Passage>
--

A six-year study of a special type of brain aneurysm -- the thrombotic aneurysm -- has led to a treatment "roadmap" that should mean better outcomes for patients with this unusual medical problem.
UCSF Medical Center neurosurgeon Michael Lawton, MD, headed the clinical research team. The findings are reported in the March 2005 issue of Neurosurgery.
Approximately 5 percent of the U.S. population develops a brain aneurysm at some time, and an even smaller percentage -- about 0.5 percent -- is diagnosed with a thrombotic aneurysm. An aneurysm is an outpouching or bulge in an artery that usually forms at a branch point. The bulge represents a weakened spot in the arterial wall, and without treatment there is a risk of hemorrhage leading to brain damage or death. A thrombotic aneurysm is unusual because it contains a blood clot.
In surgical treatment for a brain aneurysm, tiny metal clips, something like tiny clothespins, are typically used to separate the aneurysm from the normal vessel. The clips keep blood from entering the aneurysm, and as a result future bleeding is prevented and nearby brain tissue is protected. A solid clot inside the aneurysm makes it difficult for the blades of the clip to squeeze the aneurysm and make the separation from the normal vessel.
In an attempt to develop better ways to treat patients with thrombotic aneurysms, the research team studied 68 patients with the disorder. The researchers developed a classification system of six different types of thrombotic aneurysms and the best way to treat each type.
At UCSF Medical Center, surgeons perform more than 400 brain aneurysm procedures a year, and while all are not thrombotic, when this type does arise it presents particular challenges to a neurosurgeon, according to Lawton.
"When confronted with a thrombotic aneurysm, the neurosurgeon's instinct to clip collides with the solid mass of the aneurysm forcing him or her to trap the aneurysm between temporary clips...," the researchers write in the journal article. The next steps are to open the aneurysm wall, remove the blood clot from inside the aneurysm, and then reconstruct the neck of the aneurysm with clips. "This technique is stressful and the outcome unpredictable," they add, and can be associated with prolonged interruption of blood flow to the brain (known as ischemia), failed reconstructions, and poor results.
The study sought to address this with a classification system, giving the neurosurgeons more information on how to proceed with these challenging cases, Lawton said.

--

Saved data entries>
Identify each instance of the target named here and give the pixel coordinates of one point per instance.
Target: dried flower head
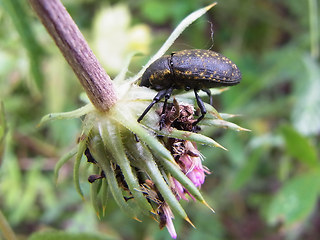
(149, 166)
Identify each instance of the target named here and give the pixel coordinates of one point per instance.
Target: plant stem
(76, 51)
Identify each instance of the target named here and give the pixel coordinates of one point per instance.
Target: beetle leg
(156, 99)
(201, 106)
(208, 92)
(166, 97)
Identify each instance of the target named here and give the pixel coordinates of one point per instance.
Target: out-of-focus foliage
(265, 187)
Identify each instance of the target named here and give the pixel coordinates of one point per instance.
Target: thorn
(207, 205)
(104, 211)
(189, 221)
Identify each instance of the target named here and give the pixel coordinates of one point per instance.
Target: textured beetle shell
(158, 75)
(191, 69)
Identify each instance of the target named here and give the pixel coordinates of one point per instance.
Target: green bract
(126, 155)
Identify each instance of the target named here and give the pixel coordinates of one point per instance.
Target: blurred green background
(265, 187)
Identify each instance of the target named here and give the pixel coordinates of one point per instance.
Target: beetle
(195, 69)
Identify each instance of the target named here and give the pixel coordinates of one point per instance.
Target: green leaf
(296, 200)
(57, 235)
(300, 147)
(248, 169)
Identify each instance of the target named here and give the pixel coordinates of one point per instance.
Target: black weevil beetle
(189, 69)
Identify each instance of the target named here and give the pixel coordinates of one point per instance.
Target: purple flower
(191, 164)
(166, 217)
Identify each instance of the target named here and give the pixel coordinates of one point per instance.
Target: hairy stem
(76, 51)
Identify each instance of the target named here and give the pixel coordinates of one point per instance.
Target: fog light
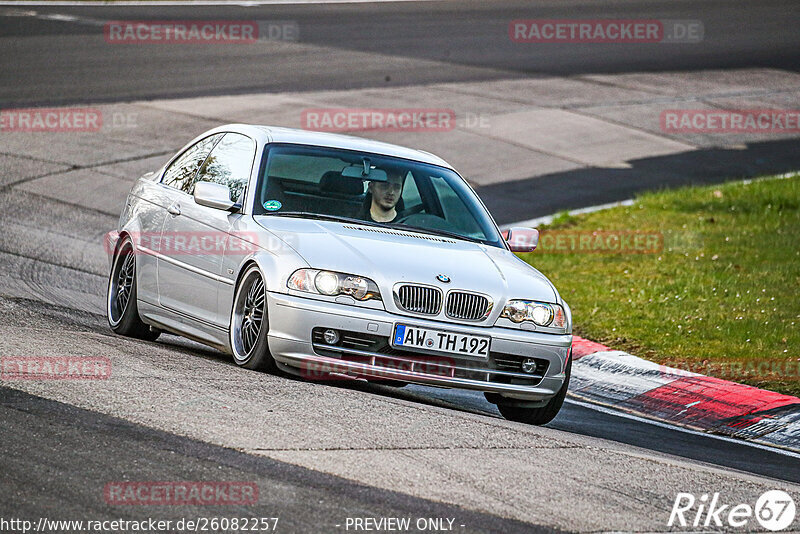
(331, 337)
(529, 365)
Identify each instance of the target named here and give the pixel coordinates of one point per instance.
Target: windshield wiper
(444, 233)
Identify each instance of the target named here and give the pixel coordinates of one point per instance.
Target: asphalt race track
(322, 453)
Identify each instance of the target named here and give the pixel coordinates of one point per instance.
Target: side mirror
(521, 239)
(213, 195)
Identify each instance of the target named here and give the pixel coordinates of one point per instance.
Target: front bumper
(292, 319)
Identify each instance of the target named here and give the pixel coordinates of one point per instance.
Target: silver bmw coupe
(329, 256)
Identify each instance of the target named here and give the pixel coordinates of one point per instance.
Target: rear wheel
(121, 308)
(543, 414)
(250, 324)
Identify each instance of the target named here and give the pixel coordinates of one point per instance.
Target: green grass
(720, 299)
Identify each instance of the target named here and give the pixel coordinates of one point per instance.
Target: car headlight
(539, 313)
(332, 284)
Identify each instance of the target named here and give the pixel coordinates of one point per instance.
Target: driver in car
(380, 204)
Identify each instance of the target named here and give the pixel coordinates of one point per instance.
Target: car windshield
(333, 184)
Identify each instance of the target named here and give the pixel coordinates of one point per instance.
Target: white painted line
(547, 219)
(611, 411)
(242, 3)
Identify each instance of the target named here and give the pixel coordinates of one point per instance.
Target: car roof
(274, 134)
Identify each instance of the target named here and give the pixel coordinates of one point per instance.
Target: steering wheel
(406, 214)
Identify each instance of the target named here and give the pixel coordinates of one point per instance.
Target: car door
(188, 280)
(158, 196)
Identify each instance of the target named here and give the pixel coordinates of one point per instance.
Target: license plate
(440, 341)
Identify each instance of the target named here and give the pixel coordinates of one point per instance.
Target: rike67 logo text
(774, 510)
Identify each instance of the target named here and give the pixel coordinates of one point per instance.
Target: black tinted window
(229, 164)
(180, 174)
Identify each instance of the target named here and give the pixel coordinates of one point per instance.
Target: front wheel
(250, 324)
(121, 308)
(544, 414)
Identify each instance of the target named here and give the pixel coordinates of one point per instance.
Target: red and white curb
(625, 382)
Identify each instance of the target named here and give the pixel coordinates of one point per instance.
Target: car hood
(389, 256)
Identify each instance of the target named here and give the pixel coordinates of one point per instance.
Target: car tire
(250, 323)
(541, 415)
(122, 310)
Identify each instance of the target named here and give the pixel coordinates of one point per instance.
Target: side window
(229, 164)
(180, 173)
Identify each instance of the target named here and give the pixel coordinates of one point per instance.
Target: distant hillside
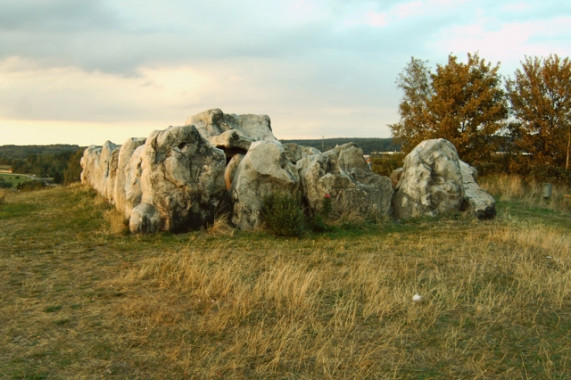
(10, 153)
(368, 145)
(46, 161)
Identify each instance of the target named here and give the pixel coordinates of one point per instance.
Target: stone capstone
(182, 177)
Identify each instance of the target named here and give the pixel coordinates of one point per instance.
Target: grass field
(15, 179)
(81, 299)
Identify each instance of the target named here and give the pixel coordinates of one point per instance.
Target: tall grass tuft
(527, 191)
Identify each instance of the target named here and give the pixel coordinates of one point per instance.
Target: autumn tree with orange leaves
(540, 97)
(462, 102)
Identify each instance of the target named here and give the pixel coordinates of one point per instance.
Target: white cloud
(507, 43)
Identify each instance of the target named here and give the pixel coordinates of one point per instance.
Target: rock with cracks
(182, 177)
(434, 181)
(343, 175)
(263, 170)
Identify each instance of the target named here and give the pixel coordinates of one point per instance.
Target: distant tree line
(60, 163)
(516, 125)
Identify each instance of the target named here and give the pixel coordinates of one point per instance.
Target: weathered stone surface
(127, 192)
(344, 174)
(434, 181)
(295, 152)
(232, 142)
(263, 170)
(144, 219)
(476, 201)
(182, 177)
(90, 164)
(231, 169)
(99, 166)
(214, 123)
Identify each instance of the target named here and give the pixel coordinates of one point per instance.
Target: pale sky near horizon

--

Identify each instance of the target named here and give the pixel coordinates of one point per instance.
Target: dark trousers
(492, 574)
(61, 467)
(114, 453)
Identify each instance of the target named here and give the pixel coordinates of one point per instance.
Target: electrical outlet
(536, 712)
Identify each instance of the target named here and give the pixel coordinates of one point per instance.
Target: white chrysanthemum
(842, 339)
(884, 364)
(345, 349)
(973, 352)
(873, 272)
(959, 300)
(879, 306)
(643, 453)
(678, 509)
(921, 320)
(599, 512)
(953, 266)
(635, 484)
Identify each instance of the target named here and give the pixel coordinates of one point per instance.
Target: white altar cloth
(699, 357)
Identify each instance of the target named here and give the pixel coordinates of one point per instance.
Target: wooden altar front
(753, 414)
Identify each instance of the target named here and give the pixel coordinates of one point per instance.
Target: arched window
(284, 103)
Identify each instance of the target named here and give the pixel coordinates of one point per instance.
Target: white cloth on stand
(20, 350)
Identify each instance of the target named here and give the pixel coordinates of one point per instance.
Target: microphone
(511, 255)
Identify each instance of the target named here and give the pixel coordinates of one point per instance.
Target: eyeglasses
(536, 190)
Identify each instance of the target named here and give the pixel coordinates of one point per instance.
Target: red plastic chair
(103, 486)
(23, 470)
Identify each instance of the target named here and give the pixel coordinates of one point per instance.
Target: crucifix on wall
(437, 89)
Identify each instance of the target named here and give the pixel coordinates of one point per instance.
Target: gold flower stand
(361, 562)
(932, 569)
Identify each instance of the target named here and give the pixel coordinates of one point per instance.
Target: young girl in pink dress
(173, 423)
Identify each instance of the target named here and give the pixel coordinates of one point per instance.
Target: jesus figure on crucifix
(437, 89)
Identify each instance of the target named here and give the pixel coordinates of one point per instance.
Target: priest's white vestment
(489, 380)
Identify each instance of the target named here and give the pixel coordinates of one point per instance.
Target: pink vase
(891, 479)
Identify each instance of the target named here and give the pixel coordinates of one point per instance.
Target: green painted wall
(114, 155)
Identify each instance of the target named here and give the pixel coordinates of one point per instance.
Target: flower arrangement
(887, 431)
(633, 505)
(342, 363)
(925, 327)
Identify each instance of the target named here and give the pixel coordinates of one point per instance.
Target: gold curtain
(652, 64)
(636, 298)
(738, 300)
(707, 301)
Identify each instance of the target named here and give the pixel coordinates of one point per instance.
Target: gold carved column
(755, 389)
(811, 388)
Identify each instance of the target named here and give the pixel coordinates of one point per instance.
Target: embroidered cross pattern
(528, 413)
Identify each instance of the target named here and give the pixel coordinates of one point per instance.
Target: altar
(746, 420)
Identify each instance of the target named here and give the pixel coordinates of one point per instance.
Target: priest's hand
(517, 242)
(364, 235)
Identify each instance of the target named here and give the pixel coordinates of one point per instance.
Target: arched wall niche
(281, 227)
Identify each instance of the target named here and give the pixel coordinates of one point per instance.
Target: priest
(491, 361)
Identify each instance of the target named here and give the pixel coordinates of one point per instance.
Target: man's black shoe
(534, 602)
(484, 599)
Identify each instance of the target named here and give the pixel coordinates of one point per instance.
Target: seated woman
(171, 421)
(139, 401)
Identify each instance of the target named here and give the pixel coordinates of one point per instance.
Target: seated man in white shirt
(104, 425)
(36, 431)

--

Apply what you read>
#1 Answer these questions using the thrombotic aneurysm article.
(a) About what percentage of the U.S. population is diagnosed with a thrombotic aneurysm?
(b) How many patients did the research team study?
(c) How many brain aneurysm procedures do surgeons at UCSF Medical Center perform each year?
#2 Repeat word for word the part of the thrombotic aneurysm article that opens with the words containing "A six-year study" and closes with "issue of Neurosurgery.".
#3 Write the next part of the thrombotic aneurysm article, picking up after its last sentence.

Task answers>
#1
(a) About 0.5 percent.
(b) 68 patients.
(c) More than 400.

#2
A six-year study of a special type of brain aneurysm -- the thrombotic aneurysm -- has led to a treatment "roadmap" that should mean better outcomes for patients with this unusual medical problem.
UCSF Medical Center neurosurgeon Michael Lawton, MD, headed the clinical research team. The findings are reported in the March 2005 issue of Neurosurgery.

#3
"There is little time to waste when a patient presents with an aneurysm," Lawton said. "The classification scheme may provide important preoperative guidance to neurosurgeons, increasing the chances of preserving the patient's life and function."
Lawton likened the classification to a driver having a roadmap. "It puts the surgeon a couple of steps further ahead," he said.
All of the patients in the study had surgery performed by Lawton. There were 41 women and 27 men who ranged in age from 11 to 79 years old, with a mean age of 53. The aneurysm types were assigned by the other study investigators on the basis of preoperative radiographic studies independent of findings during surgery.
An important finding of the study was that, despite their solid mass, one-third of thrombotic aneurysms can be treated surgically with conventional clipping, the researchers noted.
In addition, the researchers discovered that patients with unclippable thrombotic aneurysms had more favorable results when treated with bypass and occlusion, rather than with thrombectomy (removal of the clot) and reconstruction of the parent arteries with clips. With aneurysm occlusion, the surgical team completely shuts down the affected artery, but in order to do that safely, blood flow is first rerouted around the aneurysm with a bypass. In a bypass procedure, a blood vessel is taken from another part of the body, usually the leg, and is grafted to a brain artery downstream from the aneurysm to maintain blood flow to that territory. This treatment therefore eliminates blood flow through an aneurysm while preserving flow to normal brain.
The journal report details, through description and illustration, the six classifications of thrombotic aneurysms. The aneurysms range from Type 1, which is the classic thrombotic aneurysm, to Type 6, in which the aneurysm was previously treated with implantation of coils. These tiny platinum coils are deployed into the aneurysm to block blood flow and prevent rupture.
Along with Lawton, authors of the paper include Alfredo Quinones-Hinojosa, MD, and Edward Chang, MD, both residents in neurosurgery, UCSF Medical Center; and Timothy Yu, MD, Department of Neurology, Massachusetts General Hospital, Harvard Medical School.